Instructions for the task
Nothing is to be output except the lines from the one containing "A point marks every instance of the grass patch" through the end of the material, each reproduced exactly.

Data for processing
..............................
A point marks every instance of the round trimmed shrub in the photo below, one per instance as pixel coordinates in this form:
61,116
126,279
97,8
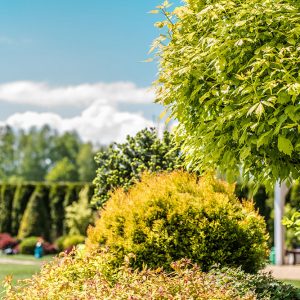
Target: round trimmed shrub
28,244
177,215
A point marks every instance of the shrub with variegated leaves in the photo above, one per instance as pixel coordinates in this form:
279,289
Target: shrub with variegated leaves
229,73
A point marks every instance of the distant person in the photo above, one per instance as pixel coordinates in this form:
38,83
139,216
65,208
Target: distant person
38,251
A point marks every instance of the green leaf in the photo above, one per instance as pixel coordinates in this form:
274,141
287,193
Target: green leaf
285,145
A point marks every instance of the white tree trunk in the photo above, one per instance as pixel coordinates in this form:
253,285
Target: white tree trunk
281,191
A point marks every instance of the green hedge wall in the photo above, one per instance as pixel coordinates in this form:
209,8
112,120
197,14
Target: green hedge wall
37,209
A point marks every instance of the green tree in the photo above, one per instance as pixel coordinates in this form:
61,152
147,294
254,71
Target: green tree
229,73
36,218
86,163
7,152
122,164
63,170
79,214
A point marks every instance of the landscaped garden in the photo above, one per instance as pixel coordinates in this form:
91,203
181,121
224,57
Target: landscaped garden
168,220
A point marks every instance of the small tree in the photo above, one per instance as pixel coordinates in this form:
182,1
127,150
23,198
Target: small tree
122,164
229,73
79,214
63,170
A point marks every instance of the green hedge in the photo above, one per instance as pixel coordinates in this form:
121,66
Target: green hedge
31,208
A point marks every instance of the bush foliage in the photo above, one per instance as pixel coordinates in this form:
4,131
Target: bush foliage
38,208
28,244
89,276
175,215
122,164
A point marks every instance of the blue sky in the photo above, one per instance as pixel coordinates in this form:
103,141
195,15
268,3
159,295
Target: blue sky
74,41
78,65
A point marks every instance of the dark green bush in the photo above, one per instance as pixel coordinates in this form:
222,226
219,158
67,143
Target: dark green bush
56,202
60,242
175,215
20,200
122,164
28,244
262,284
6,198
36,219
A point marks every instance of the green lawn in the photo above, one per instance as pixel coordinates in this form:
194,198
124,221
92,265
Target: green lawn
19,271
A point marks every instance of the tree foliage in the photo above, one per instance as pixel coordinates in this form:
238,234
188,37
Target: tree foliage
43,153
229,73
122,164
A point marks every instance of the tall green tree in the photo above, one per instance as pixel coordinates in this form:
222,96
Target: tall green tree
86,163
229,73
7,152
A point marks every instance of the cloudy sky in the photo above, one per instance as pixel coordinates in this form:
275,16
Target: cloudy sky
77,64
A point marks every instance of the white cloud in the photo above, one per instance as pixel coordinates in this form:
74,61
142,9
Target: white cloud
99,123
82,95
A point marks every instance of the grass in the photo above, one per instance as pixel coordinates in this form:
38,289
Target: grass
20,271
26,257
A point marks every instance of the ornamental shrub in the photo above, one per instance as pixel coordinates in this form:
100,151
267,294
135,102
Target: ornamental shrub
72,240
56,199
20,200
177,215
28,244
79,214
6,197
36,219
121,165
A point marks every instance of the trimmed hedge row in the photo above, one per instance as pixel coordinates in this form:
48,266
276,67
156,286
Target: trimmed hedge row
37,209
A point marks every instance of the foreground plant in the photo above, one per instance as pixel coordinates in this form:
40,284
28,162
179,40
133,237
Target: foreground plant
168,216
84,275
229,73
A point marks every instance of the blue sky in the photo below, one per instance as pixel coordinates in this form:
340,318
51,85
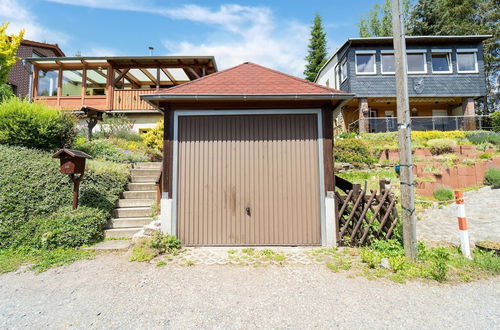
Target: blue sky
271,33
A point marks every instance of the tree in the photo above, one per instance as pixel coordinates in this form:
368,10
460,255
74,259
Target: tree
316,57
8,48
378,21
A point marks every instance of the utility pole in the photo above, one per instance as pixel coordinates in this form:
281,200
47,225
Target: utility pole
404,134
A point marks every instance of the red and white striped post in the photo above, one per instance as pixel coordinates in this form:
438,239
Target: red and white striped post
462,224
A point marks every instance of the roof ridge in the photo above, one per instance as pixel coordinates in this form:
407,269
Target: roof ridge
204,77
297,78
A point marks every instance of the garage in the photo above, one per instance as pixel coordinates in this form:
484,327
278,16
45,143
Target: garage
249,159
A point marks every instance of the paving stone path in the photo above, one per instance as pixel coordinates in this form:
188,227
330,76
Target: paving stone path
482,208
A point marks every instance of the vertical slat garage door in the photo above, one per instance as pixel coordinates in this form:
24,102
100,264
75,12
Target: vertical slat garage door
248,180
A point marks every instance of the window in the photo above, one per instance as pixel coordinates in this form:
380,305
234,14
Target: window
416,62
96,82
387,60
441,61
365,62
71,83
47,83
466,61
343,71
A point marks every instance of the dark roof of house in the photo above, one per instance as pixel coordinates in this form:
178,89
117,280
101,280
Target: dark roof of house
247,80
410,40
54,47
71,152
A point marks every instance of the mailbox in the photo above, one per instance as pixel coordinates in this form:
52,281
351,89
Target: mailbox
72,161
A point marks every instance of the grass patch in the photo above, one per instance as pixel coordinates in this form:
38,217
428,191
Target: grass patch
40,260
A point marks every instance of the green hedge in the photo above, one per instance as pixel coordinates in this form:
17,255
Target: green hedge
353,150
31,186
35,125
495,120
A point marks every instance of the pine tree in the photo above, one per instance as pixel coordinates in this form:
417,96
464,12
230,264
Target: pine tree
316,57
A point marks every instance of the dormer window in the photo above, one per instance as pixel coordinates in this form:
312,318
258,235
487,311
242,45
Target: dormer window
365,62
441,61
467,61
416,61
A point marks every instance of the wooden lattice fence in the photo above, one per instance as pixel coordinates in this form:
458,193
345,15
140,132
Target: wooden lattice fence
..............................
Solution
A point marks every instance of the grass patch in the photo above, one per instance as pixel coordinates in this form:
38,217
428,191
Target: grass patch
40,260
A point marks every instance of the green hedge in the photo above, one per instance as pixel coordinates in this form:
17,255
Target: green hedge
353,150
31,186
35,125
495,120
A point marks every instance of the pine tree in the photo above, one per instance as pixel coordinates in this form:
417,96
464,12
230,264
Target: pine tree
316,57
A point marks every instance of the dormer window in the photo above, one per instance as pixel coordinates in this form:
312,318
258,235
487,311
242,45
Target: dormer window
365,62
441,61
467,61
416,61
A point marks every instance of the wooden lattice fence in the photo above, one per instance as pixel coordinates in this form:
458,193
345,15
140,132
Target: wooden lattice fence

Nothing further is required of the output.